▸ PROVIDED MATERIAL
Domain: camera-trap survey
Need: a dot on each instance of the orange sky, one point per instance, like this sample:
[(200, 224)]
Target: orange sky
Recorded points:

▸ ACTIVITY
In the answer, each line of the data must appear exactly as written.

▸ YOUR RESPONSE
Domain: camera-trap survey
Need: a dot on each instance of the orange sky, one point per instance, like this sample:
[(200, 224)]
Target: orange sky
Recorded points:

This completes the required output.